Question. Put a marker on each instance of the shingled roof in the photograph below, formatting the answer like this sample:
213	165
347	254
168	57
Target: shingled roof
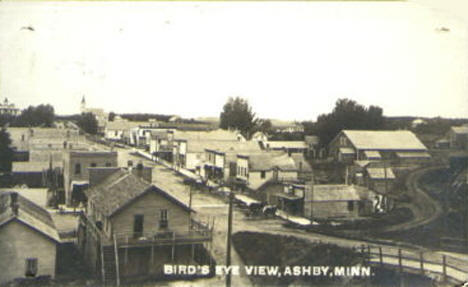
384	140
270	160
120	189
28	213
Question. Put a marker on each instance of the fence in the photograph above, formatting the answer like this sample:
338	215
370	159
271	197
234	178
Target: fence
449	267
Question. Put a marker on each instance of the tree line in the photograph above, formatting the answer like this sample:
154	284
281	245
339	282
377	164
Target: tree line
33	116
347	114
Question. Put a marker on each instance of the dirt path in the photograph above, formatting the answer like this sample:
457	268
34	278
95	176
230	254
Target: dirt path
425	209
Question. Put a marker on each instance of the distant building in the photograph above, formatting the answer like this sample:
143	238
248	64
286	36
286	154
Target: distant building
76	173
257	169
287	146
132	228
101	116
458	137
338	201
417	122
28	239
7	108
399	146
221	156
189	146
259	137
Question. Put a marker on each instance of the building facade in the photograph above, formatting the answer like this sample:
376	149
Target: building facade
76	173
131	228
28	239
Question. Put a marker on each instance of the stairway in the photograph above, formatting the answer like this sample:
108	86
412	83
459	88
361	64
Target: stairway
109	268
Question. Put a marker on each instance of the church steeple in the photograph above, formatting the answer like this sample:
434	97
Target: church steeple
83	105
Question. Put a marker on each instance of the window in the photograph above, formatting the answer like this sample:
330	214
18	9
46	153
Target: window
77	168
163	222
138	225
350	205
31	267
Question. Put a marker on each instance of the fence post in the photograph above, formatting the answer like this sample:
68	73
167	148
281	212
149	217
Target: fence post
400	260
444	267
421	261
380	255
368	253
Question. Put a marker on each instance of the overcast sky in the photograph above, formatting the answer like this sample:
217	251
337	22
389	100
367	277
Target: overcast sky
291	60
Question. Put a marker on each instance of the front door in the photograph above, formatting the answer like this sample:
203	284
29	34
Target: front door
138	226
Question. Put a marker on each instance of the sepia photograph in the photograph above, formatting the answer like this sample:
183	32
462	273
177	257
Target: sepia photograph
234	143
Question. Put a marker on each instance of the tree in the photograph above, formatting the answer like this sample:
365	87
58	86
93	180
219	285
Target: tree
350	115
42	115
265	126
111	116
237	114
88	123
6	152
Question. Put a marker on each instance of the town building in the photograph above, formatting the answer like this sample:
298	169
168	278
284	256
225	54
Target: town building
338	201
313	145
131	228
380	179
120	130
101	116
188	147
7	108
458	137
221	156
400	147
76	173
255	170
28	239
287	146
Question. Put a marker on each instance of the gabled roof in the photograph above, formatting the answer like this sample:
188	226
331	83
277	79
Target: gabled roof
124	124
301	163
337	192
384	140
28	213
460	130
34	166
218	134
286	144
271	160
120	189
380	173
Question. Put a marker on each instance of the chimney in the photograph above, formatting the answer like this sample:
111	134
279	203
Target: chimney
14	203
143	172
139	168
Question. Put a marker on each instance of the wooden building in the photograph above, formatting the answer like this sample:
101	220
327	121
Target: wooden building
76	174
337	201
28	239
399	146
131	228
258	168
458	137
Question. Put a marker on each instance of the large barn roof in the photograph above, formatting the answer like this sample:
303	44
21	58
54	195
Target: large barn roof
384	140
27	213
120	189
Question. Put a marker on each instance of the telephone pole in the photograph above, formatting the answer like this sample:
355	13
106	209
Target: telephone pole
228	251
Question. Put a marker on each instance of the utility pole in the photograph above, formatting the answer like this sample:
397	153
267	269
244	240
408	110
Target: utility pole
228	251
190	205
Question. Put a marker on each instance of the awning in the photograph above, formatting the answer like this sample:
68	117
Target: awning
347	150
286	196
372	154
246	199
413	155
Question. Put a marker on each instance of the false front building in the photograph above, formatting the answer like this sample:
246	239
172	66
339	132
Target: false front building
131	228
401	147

-----

--- OBJECTIVE ---
Reproduce all of the material above verbatim, leaving out the pictures.

--- RESULT ---
Question. Put a marker on each instance of the shingled roof in the photograph below, formatting the answer like this sample:
213	165
347	254
168	57
Target: shingled roof
384	140
270	160
120	189
28	213
Question. Put a marker on each instance of the fence in the photograph above, formatting the answer like this sample:
338	215
370	159
271	197
234	178
Target: fence
449	267
Question. Put a marker on each instance of the tree line in the photograph above, formatting the answer like this sample:
154	284
281	245
339	282
377	164
Target: tree line
33	116
347	114
Question. Put a marker on each instance of the dirt path in the photograph above, formatting the answer like this sample:
457	268
34	278
95	176
230	254
Target: dirt path
425	209
Question. Put a marker on each instance of the distant building in the photograph above, formatting the answer like this sample:
143	238
248	64
286	36
286	154
Target: distant building
76	173
257	169
287	146
132	228
101	116
458	137
338	201
417	122
28	239
7	108
399	146
221	156
189	146
259	137
Question. Put a marker on each instance of the building facade in the photograph above, formatting the answer like this sample:
376	149
Target: building facade
76	173
131	228
28	239
Question. Put a marker on each instance of the stairway in the photograph above, formatting the answer like this sample:
108	86
412	83
459	88
361	64
Target: stairway
109	268
Question. Put a marker on each instance of the church steeple in the photograph above, formatting the answer like this sample:
434	97
Target: church steeple
83	105
Question. Put a marker on each instance of the window in the photograph above, formatting the answer like this sample:
330	214
18	9
46	153
Target: window
77	168
163	222
138	225
350	205
31	267
Question. Put a marker on each instance of the fence post in the photograph above, formatting the answer like this sample:
68	73
167	148
281	212
149	217
Target: fence post
400	260
444	267
421	261
380	255
368	253
Question. Put a marker on each instance of the overcast sky in the photograph above, formatting the answer like this sample:
217	251
337	22
389	100
367	277
Target: overcast sky
291	60
Question. Put a marker on each instance of the front door in the photograph above, formatting the answer like this sample:
203	284
29	34
Target: front door
138	226
Question. Put a marker on each instance of the sepia photograph in the photograph above, formatting the answer like this sample:
183	32
462	273
177	257
Target: sepia photograph
234	143
Question. Put a marker on each instance of the tree in the photograph above, formatting the answer like this sample:
365	87
58	86
93	180
219	285
Target: tree
350	115
42	115
265	126
111	116
237	114
88	123
6	152
Question. Put a marker on each instance of the town building in the photograph above, formatting the answer like this sample:
298	169
168	278
284	256
225	54
Target: town building
338	201
313	145
131	228
380	179
120	130
101	116
188	147
7	108
458	137
221	156
400	147
76	173
255	170
28	239
287	146
Question. Put a marker on each instance of the gabled roof in the photograph above, formatting the answer like this sample:
188	226
331	83
277	79
Target: gabled roof
124	124
301	163
337	192
384	140
28	213
460	130
34	166
218	134
286	144
271	160
120	189
380	173
Question. Put a marker on each instance of the chimney in the photograph above, formatting the answer like this sample:
111	134
279	203
Target: chimney
14	203
143	172
139	168
Question. Put a marker on each instance of the wooden building in the photograph above, formatting the answer like this sample:
101	220
327	121
Target: wooden building
76	174
337	201
28	239
399	146
131	228
258	168
458	137
Question. Put a marker on each instance of the large barn roof in the photograph above, formatting the answer like this sample:
303	44
21	58
54	195
Target: large barn roof
384	140
27	213
120	189
Question. Put a marker on each instance of the telephone pole in the photograph above, formatting the answer like this sample:
355	13
106	209
Target: telephone pole
228	251
Question. Put a marker on each instance of the utility pole in the photograph above, formatting the answer like this sample:
397	153
267	269
244	240
408	110
Target: utility pole
228	251
190	205
Question. Put a marker on each instance of the awning in the photograph above, formatting the answer like this sample:
68	117
Target: awning
347	150
286	196
372	154
246	199
413	155
Question. Put a marker on each instance of the false front building in the photograph above, formatting the answer like this sample:
246	239
172	66
339	132
Target: false front building
131	228
401	147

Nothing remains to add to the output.